**Records to process**
▶
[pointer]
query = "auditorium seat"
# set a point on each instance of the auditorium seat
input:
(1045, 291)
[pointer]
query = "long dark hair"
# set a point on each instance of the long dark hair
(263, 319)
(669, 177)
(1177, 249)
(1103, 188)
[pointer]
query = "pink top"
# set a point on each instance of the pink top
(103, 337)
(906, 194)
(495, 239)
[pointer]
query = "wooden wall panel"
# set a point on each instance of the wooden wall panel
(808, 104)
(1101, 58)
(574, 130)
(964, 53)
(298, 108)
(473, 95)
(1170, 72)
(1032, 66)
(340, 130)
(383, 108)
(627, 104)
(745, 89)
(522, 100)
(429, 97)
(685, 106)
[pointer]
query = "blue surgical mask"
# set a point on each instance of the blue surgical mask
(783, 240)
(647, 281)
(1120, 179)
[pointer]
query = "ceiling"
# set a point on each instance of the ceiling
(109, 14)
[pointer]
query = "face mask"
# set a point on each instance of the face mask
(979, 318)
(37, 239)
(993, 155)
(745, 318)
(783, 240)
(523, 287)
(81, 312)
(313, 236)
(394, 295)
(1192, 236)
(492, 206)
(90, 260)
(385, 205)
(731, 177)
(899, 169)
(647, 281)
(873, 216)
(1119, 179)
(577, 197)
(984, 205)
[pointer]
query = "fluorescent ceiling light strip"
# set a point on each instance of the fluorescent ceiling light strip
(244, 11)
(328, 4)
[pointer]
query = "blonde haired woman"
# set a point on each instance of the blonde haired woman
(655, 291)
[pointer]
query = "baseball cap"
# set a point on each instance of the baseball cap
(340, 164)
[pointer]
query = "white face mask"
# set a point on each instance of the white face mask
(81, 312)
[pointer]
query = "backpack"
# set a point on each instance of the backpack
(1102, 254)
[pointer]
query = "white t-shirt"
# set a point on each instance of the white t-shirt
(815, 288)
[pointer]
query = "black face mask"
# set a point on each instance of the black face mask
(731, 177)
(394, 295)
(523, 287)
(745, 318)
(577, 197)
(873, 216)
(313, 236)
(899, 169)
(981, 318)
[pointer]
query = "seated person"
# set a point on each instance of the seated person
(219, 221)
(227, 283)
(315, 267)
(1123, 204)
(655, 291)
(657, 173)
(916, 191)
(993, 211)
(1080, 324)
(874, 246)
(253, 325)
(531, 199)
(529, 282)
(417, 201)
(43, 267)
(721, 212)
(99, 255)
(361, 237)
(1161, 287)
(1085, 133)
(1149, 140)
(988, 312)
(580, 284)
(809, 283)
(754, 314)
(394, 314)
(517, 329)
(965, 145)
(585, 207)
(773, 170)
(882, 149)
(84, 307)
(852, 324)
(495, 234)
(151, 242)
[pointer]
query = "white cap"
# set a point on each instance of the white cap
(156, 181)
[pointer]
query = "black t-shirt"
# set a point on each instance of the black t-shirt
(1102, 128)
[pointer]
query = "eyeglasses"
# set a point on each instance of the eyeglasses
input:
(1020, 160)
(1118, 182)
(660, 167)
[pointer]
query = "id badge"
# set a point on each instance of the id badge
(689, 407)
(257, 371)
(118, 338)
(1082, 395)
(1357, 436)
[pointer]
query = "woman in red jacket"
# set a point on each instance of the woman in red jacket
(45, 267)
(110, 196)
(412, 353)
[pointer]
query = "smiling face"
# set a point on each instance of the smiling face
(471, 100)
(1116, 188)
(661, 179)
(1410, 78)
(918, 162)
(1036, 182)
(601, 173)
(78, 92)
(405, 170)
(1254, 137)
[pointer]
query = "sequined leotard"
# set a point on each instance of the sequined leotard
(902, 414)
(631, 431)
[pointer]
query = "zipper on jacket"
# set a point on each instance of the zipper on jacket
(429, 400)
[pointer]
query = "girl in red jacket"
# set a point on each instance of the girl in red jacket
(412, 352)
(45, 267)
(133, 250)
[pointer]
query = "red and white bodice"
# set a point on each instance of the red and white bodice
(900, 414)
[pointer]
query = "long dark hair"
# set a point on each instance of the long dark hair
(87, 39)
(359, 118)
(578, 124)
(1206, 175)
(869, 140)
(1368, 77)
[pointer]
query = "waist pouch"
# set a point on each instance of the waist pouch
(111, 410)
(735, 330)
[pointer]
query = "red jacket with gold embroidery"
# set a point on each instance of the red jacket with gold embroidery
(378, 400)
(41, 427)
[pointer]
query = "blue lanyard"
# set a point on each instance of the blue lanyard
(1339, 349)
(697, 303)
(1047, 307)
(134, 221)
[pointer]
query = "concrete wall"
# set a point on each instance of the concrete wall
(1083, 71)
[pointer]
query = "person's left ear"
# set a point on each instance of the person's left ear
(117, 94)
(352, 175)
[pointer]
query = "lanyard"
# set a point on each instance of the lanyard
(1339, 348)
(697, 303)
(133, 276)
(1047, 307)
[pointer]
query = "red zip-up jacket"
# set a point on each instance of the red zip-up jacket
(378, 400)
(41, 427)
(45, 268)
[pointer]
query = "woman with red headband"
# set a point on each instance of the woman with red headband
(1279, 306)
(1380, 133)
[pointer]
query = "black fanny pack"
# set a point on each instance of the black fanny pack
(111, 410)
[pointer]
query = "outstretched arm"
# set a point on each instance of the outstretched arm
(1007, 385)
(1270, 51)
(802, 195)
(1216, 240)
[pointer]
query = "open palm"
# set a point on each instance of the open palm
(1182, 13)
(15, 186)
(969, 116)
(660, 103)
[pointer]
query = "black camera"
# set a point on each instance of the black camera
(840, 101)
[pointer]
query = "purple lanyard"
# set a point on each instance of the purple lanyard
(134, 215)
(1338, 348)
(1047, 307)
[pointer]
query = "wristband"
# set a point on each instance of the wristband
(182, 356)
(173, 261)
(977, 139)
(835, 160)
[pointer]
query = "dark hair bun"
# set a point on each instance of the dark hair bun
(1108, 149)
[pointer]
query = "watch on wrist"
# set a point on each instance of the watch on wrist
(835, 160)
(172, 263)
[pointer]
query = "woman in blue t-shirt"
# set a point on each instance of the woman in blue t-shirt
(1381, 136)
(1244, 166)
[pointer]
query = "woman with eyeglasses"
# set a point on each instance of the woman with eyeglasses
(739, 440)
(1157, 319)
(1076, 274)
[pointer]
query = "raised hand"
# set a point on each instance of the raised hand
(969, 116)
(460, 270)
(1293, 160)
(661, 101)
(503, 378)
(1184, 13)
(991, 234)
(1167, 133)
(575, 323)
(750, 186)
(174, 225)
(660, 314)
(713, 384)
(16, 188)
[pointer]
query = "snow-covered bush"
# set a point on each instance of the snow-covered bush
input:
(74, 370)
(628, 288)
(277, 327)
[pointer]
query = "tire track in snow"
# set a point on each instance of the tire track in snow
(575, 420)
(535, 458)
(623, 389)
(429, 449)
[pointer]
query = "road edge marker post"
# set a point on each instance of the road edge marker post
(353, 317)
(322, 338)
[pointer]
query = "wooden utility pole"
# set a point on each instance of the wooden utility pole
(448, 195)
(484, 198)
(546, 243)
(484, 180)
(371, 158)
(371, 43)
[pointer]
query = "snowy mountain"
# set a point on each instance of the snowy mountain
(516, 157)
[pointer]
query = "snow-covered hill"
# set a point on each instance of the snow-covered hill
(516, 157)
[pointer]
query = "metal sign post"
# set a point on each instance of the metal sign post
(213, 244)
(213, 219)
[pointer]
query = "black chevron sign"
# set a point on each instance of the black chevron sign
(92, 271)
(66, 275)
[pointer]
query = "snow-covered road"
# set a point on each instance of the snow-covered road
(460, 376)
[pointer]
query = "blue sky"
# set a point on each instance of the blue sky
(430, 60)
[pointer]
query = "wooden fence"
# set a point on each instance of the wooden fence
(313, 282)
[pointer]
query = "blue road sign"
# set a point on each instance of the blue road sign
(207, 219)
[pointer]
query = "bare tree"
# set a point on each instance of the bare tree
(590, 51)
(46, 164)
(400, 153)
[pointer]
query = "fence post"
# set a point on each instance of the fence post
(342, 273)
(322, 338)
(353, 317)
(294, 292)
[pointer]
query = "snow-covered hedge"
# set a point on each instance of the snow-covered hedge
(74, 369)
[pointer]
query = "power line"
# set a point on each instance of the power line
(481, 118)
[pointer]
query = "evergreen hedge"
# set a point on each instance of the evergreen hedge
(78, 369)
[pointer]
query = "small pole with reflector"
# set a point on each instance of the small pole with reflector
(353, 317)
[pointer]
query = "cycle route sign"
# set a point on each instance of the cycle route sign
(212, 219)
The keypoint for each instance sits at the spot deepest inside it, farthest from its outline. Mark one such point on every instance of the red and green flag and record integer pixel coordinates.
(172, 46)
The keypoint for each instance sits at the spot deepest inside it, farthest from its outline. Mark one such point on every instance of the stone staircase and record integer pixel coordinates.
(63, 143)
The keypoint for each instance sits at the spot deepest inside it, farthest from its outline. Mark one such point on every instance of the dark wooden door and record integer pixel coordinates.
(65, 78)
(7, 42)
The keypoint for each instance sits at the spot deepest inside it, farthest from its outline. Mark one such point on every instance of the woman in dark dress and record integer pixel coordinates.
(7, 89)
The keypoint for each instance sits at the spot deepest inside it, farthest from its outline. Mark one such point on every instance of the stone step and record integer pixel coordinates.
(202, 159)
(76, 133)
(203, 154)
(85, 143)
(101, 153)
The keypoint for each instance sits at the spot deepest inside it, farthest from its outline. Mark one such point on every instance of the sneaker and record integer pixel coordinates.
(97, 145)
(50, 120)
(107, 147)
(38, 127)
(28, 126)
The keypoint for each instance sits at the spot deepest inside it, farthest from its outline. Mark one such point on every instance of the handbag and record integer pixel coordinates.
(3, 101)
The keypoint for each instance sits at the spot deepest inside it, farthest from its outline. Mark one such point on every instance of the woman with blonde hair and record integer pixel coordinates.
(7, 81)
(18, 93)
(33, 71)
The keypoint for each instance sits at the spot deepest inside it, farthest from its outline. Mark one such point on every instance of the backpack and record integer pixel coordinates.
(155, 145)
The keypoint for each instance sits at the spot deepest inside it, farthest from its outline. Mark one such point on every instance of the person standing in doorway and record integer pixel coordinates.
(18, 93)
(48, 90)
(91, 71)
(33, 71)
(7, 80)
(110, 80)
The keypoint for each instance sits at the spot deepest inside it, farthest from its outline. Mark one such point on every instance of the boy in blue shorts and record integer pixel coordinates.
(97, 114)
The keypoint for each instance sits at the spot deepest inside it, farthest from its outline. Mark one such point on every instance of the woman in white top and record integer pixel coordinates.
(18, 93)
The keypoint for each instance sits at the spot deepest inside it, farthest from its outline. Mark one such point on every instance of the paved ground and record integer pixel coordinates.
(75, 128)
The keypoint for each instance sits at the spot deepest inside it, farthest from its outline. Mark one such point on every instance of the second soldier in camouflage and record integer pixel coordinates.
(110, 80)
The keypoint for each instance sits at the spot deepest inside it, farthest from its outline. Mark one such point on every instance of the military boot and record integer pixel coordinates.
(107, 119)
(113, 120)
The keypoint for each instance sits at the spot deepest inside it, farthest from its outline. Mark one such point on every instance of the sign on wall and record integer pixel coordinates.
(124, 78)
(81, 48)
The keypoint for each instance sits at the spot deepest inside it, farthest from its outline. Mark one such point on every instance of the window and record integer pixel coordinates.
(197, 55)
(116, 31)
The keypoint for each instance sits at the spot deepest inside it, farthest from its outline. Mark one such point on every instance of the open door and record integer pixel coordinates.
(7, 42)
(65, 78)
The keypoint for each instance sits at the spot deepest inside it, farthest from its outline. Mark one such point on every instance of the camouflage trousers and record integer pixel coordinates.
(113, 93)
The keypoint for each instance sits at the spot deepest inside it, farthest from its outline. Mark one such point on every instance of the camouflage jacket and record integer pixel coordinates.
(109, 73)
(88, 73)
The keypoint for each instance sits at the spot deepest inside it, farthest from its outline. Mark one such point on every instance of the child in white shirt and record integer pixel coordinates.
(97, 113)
◀
**What you need to do**
Scan the material above. Return every line containing the string "auditorium".

**Written answer**
query = "auditorium seat"
# set a point on each instance of the auditorium seat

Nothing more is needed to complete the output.